> [Exercise instructions]: Write the records out again in full, word for word.

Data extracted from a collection
= Beginning of Section =

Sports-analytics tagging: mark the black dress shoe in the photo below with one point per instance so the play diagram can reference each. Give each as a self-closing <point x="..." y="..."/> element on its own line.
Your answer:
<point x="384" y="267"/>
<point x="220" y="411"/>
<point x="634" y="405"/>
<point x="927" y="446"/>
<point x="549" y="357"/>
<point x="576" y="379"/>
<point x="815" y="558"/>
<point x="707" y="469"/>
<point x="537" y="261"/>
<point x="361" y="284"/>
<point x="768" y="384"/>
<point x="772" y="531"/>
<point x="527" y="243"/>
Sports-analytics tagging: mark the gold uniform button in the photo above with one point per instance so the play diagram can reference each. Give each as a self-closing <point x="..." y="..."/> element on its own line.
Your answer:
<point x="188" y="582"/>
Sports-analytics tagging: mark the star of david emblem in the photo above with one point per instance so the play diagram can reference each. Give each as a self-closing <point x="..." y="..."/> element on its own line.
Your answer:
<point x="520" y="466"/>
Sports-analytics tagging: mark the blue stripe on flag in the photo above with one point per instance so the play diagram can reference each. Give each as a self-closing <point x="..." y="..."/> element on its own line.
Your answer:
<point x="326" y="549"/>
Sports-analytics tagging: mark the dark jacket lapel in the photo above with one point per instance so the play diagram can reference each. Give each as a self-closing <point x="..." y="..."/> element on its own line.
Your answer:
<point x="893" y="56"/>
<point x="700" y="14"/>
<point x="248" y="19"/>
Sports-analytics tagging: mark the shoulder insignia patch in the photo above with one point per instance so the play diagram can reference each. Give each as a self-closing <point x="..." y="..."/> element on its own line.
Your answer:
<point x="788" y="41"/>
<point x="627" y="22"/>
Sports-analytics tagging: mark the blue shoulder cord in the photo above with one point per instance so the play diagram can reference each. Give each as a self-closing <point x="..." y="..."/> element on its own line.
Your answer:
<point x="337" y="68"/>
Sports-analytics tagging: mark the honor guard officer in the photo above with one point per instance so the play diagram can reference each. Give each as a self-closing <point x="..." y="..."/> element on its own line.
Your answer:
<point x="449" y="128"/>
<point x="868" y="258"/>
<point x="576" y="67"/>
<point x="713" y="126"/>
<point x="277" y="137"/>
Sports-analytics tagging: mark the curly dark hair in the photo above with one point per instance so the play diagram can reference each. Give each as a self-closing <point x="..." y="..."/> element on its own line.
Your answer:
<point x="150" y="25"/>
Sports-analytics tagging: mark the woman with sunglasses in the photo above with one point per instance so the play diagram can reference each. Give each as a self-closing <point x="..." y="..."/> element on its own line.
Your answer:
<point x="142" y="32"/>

= End of Section =

> [Task answer]:
Sports-analytics tagging: mark the black dress shoe in the photo below with one point per instance so the play diagram can reference each. Give each as a self-closing <point x="..." y="..."/> element on its own line.
Your answer:
<point x="384" y="267"/>
<point x="220" y="411"/>
<point x="634" y="405"/>
<point x="927" y="446"/>
<point x="549" y="357"/>
<point x="576" y="379"/>
<point x="815" y="558"/>
<point x="707" y="469"/>
<point x="537" y="261"/>
<point x="361" y="284"/>
<point x="768" y="384"/>
<point x="772" y="531"/>
<point x="527" y="243"/>
Sports-analytics tagging: mark the gold uniform button in the photo above with one point per instance so the play diagram can reference each. Give each as a self-closing <point x="..." y="..."/> element on its own line.
Your answer:
<point x="188" y="582"/>
Sports-analytics tagging: mark the star of david emblem in the photo above with one point per instance so the play diagram can reference each. Give each as a self-closing <point x="..." y="..."/> element on its own line.
Your answer:
<point x="520" y="466"/>
Sports-analytics tagging: mark the blue stripe on flag in the photo above with one point per instance so the play diagram can reference each. Give each as a self-closing <point x="..." y="..."/> element on its own line.
Your answer:
<point x="326" y="549"/>
Sports-analytics tagging: mark the dark jacket lapel in the photo above with one point per instance so the play diagram can reference each. Give each as a self-closing <point x="..." y="..."/> element on its own line.
Your answer:
<point x="893" y="56"/>
<point x="700" y="14"/>
<point x="248" y="19"/>
Sports-analytics tagging: mark the shoulder insignia patch in the photo above with one point per instance so the play diagram can reference each. Give each as a self-closing <point x="..." y="..."/> element on its own line.
Your answer:
<point x="788" y="41"/>
<point x="627" y="22"/>
Sports-analytics tagging: mark the blue shoulder cord in the photo above with one point per instance so the play diagram can reference each. Give each as a self-closing <point x="..." y="..."/> element on its own line.
Your answer:
<point x="337" y="68"/>
Sports-analytics tagging: mark the honor guard officer in the photo above with one point per instance so the play diagram can reference each. Give each as a self-closing <point x="..." y="..."/> element on its own line.
Your answer:
<point x="449" y="128"/>
<point x="868" y="258"/>
<point x="576" y="67"/>
<point x="713" y="126"/>
<point x="277" y="137"/>
Sports-analytics tagging: mark the curly dark hair in the photo above with one point per instance so the play diagram can reference each. Give each as a self-closing <point x="..." y="..."/> element on its own line.
Your answer:
<point x="150" y="25"/>
Sports-analytics tagging: mark the woman with sunglasses in the photo above with one point per instance so the play diagram can reference each. Give each as a self-closing <point x="..." y="..."/> element on its own line.
Your answer:
<point x="142" y="32"/>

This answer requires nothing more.